(Location identification entries)
────────────────

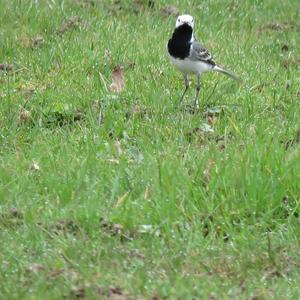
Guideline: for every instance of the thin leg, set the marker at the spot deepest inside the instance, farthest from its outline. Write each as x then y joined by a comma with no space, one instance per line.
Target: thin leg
186,83
196,105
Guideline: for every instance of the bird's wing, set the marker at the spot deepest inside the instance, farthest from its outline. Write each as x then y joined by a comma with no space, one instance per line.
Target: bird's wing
199,52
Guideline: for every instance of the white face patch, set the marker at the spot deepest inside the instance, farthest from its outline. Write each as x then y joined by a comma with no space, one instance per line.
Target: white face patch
185,19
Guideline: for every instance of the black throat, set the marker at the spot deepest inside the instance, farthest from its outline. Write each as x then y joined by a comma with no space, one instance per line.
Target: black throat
179,44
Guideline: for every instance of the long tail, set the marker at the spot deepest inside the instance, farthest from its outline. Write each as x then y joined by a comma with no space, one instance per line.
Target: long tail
228,73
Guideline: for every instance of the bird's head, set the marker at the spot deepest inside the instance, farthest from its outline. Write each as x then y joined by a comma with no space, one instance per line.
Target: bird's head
185,19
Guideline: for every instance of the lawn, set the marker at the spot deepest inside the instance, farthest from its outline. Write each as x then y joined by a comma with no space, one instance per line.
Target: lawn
112,189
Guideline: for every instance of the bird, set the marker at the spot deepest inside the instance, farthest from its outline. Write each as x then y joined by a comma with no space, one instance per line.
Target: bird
190,56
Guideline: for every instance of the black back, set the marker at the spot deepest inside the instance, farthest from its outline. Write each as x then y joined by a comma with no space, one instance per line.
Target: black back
179,44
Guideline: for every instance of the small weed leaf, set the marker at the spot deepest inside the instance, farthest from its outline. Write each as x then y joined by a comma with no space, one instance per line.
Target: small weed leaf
70,23
6,67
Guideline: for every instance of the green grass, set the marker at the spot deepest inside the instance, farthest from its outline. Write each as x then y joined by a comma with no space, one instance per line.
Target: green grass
83,170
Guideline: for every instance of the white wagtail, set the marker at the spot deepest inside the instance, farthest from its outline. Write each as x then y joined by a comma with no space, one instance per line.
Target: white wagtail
189,55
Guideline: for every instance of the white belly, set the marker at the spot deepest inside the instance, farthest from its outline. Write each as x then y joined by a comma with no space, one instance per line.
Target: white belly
190,67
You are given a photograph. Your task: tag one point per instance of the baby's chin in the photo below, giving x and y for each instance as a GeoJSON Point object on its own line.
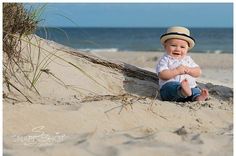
{"type": "Point", "coordinates": [177, 56]}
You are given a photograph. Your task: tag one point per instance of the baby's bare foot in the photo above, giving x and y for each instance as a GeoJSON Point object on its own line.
{"type": "Point", "coordinates": [185, 89]}
{"type": "Point", "coordinates": [203, 96]}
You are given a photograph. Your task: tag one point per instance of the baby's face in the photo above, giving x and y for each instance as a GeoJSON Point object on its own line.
{"type": "Point", "coordinates": [176, 48]}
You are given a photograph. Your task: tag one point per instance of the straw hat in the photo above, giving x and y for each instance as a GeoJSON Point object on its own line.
{"type": "Point", "coordinates": [179, 33]}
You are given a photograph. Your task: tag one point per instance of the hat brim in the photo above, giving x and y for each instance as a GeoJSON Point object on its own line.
{"type": "Point", "coordinates": [165, 37]}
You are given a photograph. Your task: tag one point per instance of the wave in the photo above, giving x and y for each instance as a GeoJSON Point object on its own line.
{"type": "Point", "coordinates": [99, 50]}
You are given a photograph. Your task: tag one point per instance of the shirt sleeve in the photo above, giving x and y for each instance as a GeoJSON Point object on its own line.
{"type": "Point", "coordinates": [162, 64]}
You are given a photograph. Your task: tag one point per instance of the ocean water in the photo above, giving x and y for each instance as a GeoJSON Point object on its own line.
{"type": "Point", "coordinates": [210, 40]}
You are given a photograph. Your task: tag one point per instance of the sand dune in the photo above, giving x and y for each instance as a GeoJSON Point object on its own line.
{"type": "Point", "coordinates": [88, 107]}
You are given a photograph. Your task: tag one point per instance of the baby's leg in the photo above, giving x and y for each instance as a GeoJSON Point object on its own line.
{"type": "Point", "coordinates": [185, 88]}
{"type": "Point", "coordinates": [203, 96]}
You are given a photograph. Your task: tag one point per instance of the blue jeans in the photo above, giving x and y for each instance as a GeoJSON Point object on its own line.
{"type": "Point", "coordinates": [171, 91]}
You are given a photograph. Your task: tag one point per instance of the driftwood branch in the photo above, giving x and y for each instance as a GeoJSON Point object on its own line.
{"type": "Point", "coordinates": [126, 69]}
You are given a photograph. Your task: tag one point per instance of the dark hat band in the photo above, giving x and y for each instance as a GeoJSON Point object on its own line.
{"type": "Point", "coordinates": [175, 33]}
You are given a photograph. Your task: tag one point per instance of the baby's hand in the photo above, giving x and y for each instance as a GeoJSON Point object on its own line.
{"type": "Point", "coordinates": [182, 69]}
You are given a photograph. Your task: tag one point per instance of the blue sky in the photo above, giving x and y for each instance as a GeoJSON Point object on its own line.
{"type": "Point", "coordinates": [137, 14]}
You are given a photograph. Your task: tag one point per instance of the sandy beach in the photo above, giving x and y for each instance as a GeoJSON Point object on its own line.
{"type": "Point", "coordinates": [107, 104]}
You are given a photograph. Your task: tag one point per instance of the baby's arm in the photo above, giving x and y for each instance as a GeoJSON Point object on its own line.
{"type": "Point", "coordinates": [194, 72]}
{"type": "Point", "coordinates": [170, 73]}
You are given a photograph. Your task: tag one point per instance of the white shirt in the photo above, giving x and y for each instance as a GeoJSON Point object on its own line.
{"type": "Point", "coordinates": [168, 62]}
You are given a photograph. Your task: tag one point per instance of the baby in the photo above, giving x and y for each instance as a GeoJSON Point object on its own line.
{"type": "Point", "coordinates": [176, 70]}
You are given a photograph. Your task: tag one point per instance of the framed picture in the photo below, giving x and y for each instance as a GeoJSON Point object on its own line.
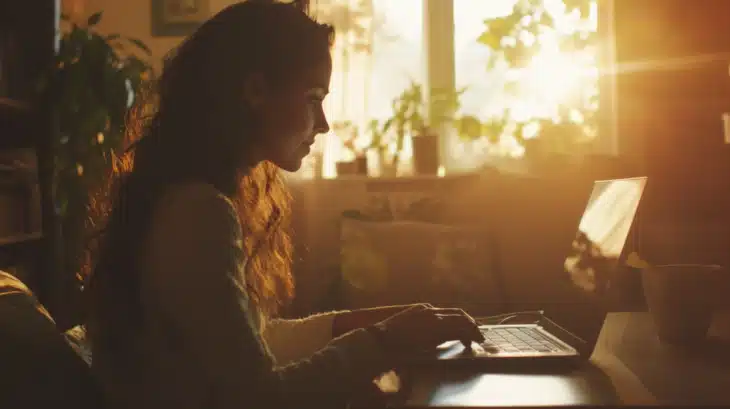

────────────────

THE PROBLEM => Can you reproduce every line of the data above word for word, leaving the pictures out?

REPLY =>
Guideline: for every instance of the thin leg, set the marker at the spot deepest inside the instance, farthest from its outline. Write each as x then y joined by a comma with no space, one instance per line.
Target: thin leg
186,83
196,105
Guideline: for every instance of the bird's wing, set the marker at the spot deepest inside the instance, farthest from its outline. Write each as x then y joined by a comma with no space, one instance per line.
Target: bird's wing
199,52
Guideline: for every instance of the white face patch, set the marker at the spot deepest inside the instance, farthest from its outline. Write each as x then y joined by a comma with no space, one instance per line.
Target: white face patch
185,19
Guideline: for every instance of the black throat, set the marker at the spot deepest inside the instance, farthest from its outline. Write each as x then y joined by a comma with no space, one instance per line.
Target: black throat
179,44
Guideline: for every instance of the long tail, set the marker at the spot deepest inside the instance, farthest from its outline. Write each as x then y joined by a comma with no space, one instance per line.
Target: long tail
228,73
Guideline: for every instance of the bird's head, set the marker at the spot deepest inside the instance, farthest from its outline. Write each as x then y joined by a comma with no space, one instance per line.
Target: bird's head
185,19
Guideline: for every instance of the lawn, set the marker at the spot deepest inside the instance, farthest from its outline. Write each as x then y joined by a comma with no space, one instance per line.
Target: lawn
112,189
Guideline: for every instance of the bird, set the marker at the spot deepest inside the instance, farthest from its outline. Write each as x then y joined by a comma with no space, one instance per line.
Target: bird
190,56
Guideline: for every instance of the black back, set the marker at the spot deepest inside the instance, farthest from its outline. Write each as x then y joined by a comma with no space, one instance per line.
Target: black back
179,44
Guideline: for every instance of the small weed leaf, set the marker at the spot deepest inside the instance, farthest from its outline. Write each as x then y joined by a comma with no space, one instance per line.
Target: small weed leaf
70,23
6,67
Guideline: for every instance of the green grass, set the marker at the spot deepest inside the instance, farthest from its outline. Write each as x then y joined by a comma with no space, one instance per line.
Target: green grass
83,170
Guideline: for every instance of the white wagtail, set the marker at the spot deepest inside the instance, farthest from its outline. Write each as x then y joined by a comma with no space, one instance per line.
Target: white wagtail
189,55
Guideline: for every instance of the white belly, set the marker at the spot deepest inside the instance, farthest from its outline. Write each as x then y joined by a comma with no space, one instance per line.
Target: white belly
190,67
You are given a photograph. Your task: tag one point per instance of the baby's chin in the photo below, giving x and y for each instance as a GeoJSON Point object on its own line.
{"type": "Point", "coordinates": [177, 56]}
You are given a photograph. Your task: tag one point per instance of the baby's bare foot in the photo above, giving x and y for each instance as a GeoJSON Point object on its own line.
{"type": "Point", "coordinates": [185, 89]}
{"type": "Point", "coordinates": [203, 96]}
You are given a photograph. Your task: tag one point per instance of the baby's face in the photo above, giving x and y for each instance as a GeoJSON Point object on its own line.
{"type": "Point", "coordinates": [176, 48]}
You are given a photograph. Your task: tag one point per instance of the straw hat in the photo above, giving x and y for each instance as a GeoJSON Point object on its own line.
{"type": "Point", "coordinates": [179, 33]}
You are given a photograph. Your task: tag one point per instance of the hat brim in the photo above, giving x and y for each instance as a GeoJSON Point object on its own line.
{"type": "Point", "coordinates": [165, 37]}
You are given a photograph. Your task: tag one point per instance of the wave in the photo above, giving x and y for each instance as a GeoJSON Point object on its own line.
{"type": "Point", "coordinates": [99, 50]}
You are given a photograph. Your task: tag one point per instance of the shirt sleeve in the photo above, giving x and y for each instance as a GeoJSON Point object on its own line.
{"type": "Point", "coordinates": [162, 64]}
You are given a photograph. Your task: tag one point per instance of the ocean water in the photo above, giving x and y for each instance as a GeoJSON Point object on its own line.
{"type": "Point", "coordinates": [210, 40]}
You are given a photograph. Your task: tag one point per instance of the sand dune in the photo above, giving x and y for each instance as a GeoJSON Point object on its own line.
{"type": "Point", "coordinates": [88, 107]}
You are given a photograph. Your task: tag one point per instance of the baby's leg in the photo above, giving x and y for each instance as a GeoJSON Point object on its own line.
{"type": "Point", "coordinates": [185, 88]}
{"type": "Point", "coordinates": [203, 96]}
You are given a photograph. Your task: tag one point per instance of the blue jeans in the photo above, giving x and y for each instance as a GeoJSON Point object on its own line.
{"type": "Point", "coordinates": [171, 91]}
You are given a photograph. Your task: tag one point per instance of the driftwood branch in the photo above, giving x and y for each instance as a GeoJSON Point object on its own line.
{"type": "Point", "coordinates": [126, 69]}
You are given a photograph. Your task: tag one point per instance of the dark hat band in the photo above, giving x and y for each instance as a GeoJSON Point object on its own line.
{"type": "Point", "coordinates": [175, 33]}
You are given a photograph. Your task: tag one point per instance of the baby's hand in the photo above, giving x and y for each instance as a GeoJSON Point object on its own line.
{"type": "Point", "coordinates": [182, 69]}
You are given a photograph. Your task: tag one point per instance of the blue sky in the photo above, giving x and y for each instance as a GeoJSON Point object on its own line.
{"type": "Point", "coordinates": [137, 14]}
You are given a photograph. Your task: tag one point per instance of the sandy beach in the photo above, giving x and y for each instance as a GeoJSON Point object on its own line.
{"type": "Point", "coordinates": [107, 104]}
You are given a photograph. Your task: tag one point per instance of the baby's arm in the photo above, giving x and y for each instance as a GeoJSON Point object on its own line.
{"type": "Point", "coordinates": [194, 72]}
{"type": "Point", "coordinates": [170, 73]}
You are given a photograph. Your task: tag one point per instance of the white shirt in the photo above, giving x and y for each instance as a GeoJSON Point object on its own line.
{"type": "Point", "coordinates": [168, 62]}
You are given a photograph. Your task: tag one point per instance of the baby in the photo above, giving x and y for each instance as a GeoJSON Point object on its own line.
{"type": "Point", "coordinates": [176, 70]}
You are given a photograph. Your task: tag one point per instance of the framed picture in the photo below, giving x and y for each instance as a GeoJSON Point object on its own line.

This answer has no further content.